____ Text segment
I’m so sorry that I’m behind on responding to comments, but thank you, everyone. Your words mean a lot. It really helps to feel like part of a community, and I do.
I’m making it through each new day, some days with more success than others. We were able to spend a weekend at the cottage, which was wonderful – lots of sunshine and quiet, and hours to spend feeling small under a huge curved sky, sitting on the dock with a cup of coffee and my journal. It was exactly what I needed.
Physically, I’m healing well from birth. The engorgement finally seems to have eased up, although I’m ready for let-down to stop. It’s triggered whenever I hear a crying baby in public, which stabs me anew every time. Babies are hard in general, right now.
________
____ Supplied information
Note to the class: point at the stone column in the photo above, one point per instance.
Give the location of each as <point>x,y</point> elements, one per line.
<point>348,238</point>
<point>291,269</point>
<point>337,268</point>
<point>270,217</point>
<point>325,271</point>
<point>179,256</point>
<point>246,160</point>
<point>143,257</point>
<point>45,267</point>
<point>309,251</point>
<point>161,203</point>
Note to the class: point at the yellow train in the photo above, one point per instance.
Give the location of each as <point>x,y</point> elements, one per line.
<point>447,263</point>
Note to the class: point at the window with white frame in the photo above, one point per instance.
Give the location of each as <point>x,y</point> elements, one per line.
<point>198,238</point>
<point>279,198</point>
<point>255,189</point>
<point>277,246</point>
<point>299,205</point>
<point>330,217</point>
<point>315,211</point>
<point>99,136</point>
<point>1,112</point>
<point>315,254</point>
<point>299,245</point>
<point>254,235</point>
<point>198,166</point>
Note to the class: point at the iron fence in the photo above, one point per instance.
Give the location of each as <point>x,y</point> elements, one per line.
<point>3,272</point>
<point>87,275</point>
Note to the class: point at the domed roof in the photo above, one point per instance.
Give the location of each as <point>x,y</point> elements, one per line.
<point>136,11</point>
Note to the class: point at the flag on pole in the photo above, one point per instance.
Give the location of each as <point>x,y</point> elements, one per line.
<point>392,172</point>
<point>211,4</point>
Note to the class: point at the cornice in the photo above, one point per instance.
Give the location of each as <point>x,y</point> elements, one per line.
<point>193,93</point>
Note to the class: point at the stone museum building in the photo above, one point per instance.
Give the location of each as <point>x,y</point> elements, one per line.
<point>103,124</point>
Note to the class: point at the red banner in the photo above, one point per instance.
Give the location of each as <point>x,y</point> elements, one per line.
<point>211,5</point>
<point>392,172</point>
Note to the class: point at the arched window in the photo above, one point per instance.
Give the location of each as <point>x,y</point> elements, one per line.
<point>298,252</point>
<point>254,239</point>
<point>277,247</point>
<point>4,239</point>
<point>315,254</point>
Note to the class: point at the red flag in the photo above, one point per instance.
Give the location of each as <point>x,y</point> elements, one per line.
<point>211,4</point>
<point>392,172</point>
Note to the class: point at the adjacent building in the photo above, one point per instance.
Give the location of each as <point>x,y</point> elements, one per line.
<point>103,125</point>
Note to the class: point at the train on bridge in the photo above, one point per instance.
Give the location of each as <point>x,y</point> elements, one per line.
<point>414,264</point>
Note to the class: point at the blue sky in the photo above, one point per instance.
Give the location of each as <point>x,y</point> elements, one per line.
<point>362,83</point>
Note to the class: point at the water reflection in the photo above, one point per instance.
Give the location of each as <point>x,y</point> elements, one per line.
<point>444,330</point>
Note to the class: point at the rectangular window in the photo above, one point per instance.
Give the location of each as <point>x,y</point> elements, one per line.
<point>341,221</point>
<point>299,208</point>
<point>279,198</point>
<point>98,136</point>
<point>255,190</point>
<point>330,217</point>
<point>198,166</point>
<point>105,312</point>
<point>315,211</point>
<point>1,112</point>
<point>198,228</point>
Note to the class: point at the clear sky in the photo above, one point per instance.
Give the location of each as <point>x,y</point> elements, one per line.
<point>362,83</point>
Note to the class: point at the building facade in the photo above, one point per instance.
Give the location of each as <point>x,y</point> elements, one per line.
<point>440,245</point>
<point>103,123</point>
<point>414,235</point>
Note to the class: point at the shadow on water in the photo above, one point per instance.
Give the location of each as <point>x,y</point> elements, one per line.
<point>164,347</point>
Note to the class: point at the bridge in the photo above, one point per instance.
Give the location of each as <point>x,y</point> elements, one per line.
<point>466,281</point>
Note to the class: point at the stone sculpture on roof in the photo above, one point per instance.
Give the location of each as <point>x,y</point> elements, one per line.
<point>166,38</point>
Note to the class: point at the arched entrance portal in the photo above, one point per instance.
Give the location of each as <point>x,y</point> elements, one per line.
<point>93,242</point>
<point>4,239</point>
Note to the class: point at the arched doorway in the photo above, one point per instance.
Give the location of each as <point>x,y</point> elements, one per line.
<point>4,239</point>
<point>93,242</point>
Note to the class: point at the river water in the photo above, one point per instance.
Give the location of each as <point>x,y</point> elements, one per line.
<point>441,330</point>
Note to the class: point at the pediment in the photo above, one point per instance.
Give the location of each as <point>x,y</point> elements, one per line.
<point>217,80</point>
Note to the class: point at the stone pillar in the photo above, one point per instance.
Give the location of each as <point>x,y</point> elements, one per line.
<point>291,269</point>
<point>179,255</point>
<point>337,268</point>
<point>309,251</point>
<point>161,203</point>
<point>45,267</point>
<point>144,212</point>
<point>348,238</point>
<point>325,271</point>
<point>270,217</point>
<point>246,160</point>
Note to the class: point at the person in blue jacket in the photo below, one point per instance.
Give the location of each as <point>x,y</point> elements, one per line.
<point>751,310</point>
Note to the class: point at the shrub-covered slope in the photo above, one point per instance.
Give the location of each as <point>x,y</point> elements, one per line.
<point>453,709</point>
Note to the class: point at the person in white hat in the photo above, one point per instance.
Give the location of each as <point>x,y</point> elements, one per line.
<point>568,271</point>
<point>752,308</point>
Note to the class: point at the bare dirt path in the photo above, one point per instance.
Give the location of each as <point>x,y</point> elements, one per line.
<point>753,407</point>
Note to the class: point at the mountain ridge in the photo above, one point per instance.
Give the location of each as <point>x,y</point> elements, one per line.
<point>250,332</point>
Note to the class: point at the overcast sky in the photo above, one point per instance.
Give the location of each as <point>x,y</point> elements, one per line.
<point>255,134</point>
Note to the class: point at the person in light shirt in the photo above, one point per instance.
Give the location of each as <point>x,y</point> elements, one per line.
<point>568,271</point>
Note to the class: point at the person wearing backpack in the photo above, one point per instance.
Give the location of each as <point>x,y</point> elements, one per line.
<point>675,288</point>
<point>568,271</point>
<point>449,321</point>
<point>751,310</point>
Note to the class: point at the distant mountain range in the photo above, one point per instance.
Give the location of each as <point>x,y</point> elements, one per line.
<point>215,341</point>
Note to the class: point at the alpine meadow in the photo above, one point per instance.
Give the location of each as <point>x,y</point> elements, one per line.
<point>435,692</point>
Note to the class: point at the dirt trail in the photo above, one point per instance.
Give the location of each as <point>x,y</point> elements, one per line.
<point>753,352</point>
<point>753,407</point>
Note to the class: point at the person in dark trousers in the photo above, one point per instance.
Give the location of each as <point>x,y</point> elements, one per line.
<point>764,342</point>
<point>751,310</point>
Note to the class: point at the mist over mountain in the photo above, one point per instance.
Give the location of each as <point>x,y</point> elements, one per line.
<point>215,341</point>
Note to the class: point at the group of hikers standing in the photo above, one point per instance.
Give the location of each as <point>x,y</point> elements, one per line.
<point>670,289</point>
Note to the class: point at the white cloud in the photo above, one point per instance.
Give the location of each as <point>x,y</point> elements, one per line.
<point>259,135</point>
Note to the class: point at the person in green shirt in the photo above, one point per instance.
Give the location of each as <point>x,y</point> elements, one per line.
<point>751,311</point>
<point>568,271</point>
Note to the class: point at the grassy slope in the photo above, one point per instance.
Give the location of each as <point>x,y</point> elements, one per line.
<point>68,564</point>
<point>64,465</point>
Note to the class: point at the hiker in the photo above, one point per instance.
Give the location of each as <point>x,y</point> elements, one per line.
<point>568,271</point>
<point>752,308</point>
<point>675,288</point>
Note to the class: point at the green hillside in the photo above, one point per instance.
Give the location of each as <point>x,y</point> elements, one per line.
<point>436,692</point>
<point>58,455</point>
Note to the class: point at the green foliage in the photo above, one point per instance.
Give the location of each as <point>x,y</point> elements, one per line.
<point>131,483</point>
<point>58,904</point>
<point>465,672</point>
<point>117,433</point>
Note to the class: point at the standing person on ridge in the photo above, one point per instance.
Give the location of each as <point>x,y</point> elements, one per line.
________
- [Activities]
(a) Translate this sentence from the blog post into Spanish: "Physically, I’m healing well from birth."
(b) Carry the blog post forward from its last sentence.
The records were taken from a separate source.

- [Answer set]
(a) Físicamente, me estoy recuperando bien del parto.

(b)
I’ve also decided to take some leave from work. In Ontario a woman is still entitled to the pregnancy portion of her maternity leave even if the baby is stillborn, so I can take up to 15 weeks after birth. I just can’t see myself doing my job right now – all those hours taking care of other people’s children. Needing to be totally focused, and patient, and clear minded. All those people who I left while I was round and happy and who are expecting me to come back counting down the last few months before I welcome my baby. I also work with aggressive kids, and kids who run – I need to be on my game or risk myself or someone else getting hurt. It’s too much responsibility and I’m not ready.
Emotionally…well, it is what it is. The team that Lauren manages at work are a lovely bunch and they sent us some flowers yesterday. They included this A.A. Milne quote in the card:
“I don’t feel very much like Pooh today,” said Pooh.
“There there,” said Piglet. “I’ll bring you tea and honey until you do.”
I think that pretty much sums it up, better than I could have said it myself. I don’t feel much like me right now. I’m grateful in every moment for my wife, who doesn’t feel much like herself right now either and brings me tea and honey anyway.